(Records from a collection)
■ ■ ■ ■ ■

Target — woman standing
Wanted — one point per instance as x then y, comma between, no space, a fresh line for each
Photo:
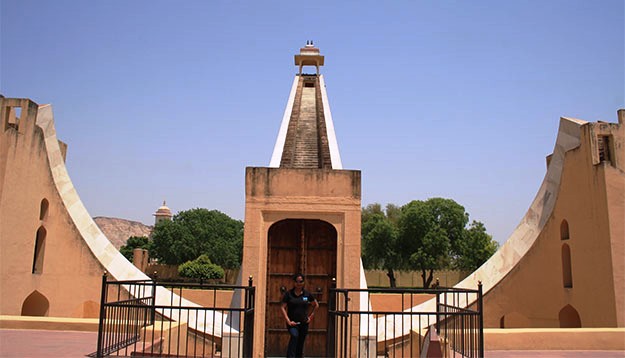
295,304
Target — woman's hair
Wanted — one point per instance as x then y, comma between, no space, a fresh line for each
298,275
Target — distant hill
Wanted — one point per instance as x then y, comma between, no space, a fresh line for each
119,230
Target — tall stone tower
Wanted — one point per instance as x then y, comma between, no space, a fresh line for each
302,214
162,213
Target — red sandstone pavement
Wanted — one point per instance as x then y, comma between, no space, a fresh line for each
16,343
46,344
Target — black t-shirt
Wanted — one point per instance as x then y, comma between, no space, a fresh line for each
297,306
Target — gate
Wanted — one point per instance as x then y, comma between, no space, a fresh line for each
451,327
299,246
145,318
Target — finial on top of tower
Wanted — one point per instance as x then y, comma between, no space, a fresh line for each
309,56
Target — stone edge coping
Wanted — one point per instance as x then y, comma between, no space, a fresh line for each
49,323
554,339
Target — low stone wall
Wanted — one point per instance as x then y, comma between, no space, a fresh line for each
446,278
554,339
49,323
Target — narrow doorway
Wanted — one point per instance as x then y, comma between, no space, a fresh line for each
299,246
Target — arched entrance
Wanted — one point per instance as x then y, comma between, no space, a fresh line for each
309,247
569,318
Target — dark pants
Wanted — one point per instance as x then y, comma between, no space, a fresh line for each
296,343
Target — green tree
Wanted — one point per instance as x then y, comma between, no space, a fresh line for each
379,236
476,247
132,243
194,232
425,236
201,268
426,245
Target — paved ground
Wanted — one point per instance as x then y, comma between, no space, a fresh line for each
16,343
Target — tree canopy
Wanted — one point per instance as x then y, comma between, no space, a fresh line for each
194,232
201,268
423,235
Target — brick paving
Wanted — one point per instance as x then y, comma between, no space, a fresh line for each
17,343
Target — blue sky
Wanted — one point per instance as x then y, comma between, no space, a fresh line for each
172,100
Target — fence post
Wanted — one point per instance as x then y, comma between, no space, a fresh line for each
102,315
481,309
248,316
331,341
153,308
438,314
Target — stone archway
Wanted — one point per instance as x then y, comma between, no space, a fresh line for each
309,247
35,304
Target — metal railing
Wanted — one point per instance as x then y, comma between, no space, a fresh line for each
146,318
444,320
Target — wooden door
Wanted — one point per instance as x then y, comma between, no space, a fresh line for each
307,247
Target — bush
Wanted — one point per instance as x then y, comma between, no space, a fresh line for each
201,268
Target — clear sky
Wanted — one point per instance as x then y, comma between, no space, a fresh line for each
173,99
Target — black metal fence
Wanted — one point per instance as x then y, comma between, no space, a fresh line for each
155,319
448,323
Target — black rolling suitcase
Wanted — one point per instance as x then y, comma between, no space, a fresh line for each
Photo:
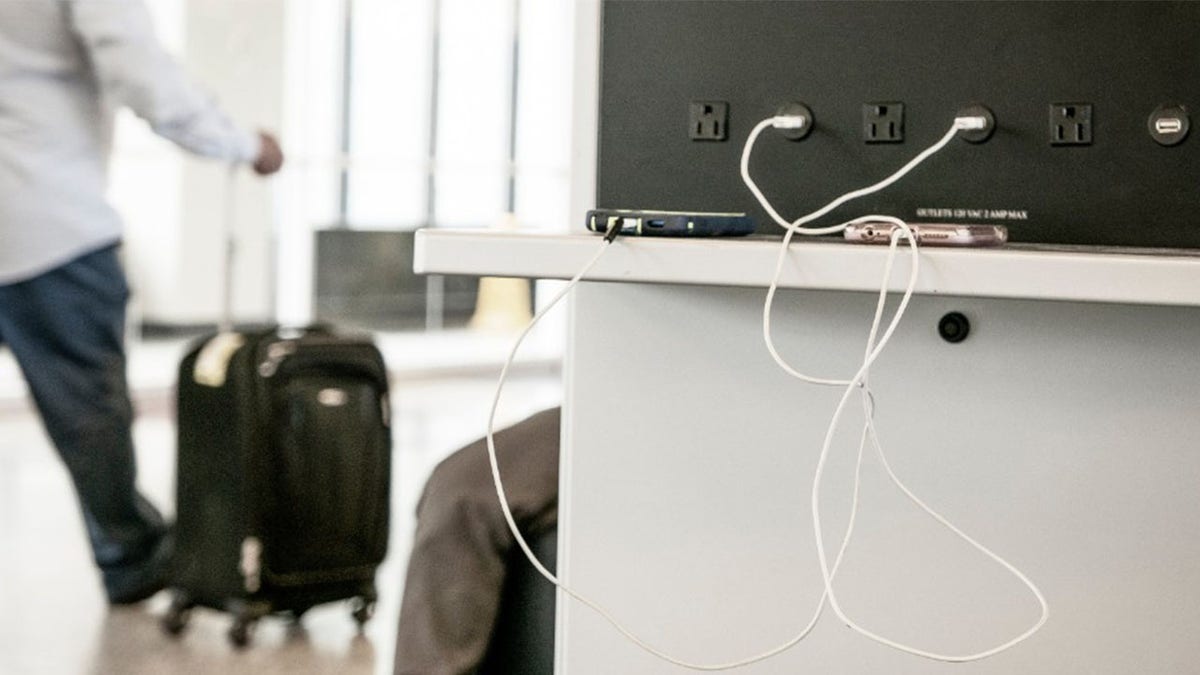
282,489
283,475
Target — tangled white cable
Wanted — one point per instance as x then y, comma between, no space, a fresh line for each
857,381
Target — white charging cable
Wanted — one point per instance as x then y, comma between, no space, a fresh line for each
599,609
828,572
859,380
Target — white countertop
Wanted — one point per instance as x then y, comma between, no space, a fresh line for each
1085,274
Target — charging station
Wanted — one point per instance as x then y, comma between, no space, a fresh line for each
1092,103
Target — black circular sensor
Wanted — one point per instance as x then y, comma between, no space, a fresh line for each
954,327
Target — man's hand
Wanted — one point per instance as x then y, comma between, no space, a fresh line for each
270,155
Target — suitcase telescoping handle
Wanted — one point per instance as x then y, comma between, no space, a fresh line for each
231,249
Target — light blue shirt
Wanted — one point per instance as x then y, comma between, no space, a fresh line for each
65,67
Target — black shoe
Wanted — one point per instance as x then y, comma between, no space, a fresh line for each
143,580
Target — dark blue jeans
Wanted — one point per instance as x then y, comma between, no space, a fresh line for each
66,330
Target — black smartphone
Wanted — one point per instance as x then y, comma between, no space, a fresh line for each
670,223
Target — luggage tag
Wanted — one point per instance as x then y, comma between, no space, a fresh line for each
213,362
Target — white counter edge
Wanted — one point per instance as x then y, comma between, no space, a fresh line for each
997,273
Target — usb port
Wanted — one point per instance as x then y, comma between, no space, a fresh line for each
1169,125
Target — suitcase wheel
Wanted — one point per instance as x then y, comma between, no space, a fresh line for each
178,614
239,632
364,609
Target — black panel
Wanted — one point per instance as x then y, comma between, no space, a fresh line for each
1125,59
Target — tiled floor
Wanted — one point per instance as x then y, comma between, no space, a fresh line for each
55,620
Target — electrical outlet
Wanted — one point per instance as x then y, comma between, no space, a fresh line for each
883,123
1071,124
708,120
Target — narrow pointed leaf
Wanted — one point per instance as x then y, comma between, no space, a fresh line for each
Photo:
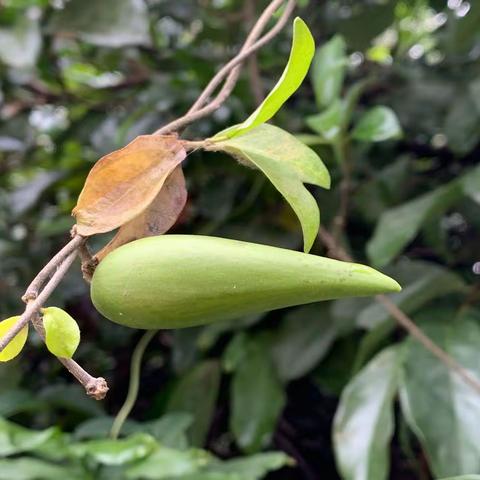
363,424
17,343
124,183
328,71
62,335
288,163
157,218
303,48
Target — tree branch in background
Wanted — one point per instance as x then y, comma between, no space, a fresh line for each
336,251
253,68
50,276
230,71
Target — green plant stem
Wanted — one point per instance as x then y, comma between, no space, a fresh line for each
134,384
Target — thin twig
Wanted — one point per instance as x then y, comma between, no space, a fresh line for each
134,385
253,67
404,320
46,272
34,306
96,388
231,80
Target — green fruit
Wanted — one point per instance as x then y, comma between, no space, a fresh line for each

■ ■ ■ ■ ■

TASK OBJECTIVE:
Using the entries above, transcribe every line from the line containing "Target — black metal fence" through the line containing "Target — charging station". Do not copy pictures.

ANSWER BELOW:
Target — black metal fence
Wanted — one point per instance as x then y, comma between, no space, a fresh line for each
155,319
448,323
Target — black rolling suitcase
Wanted — one point per instance as x then y, comma between, no space, a fresh line for each
Photo:
282,489
283,475
Target — tangled white cable
Wanted — one point per instance as x then y, comma between, no space, a fresh line for each
857,381
Target — white charging cable
Wanted — one point per instance as x then y, comma between, no space, a fresh line for each
599,609
828,572
859,380
Target — white countertop
Wanted — one point per instance as x then y, comma between, no space, a fresh line for each
1085,274
Target — charging station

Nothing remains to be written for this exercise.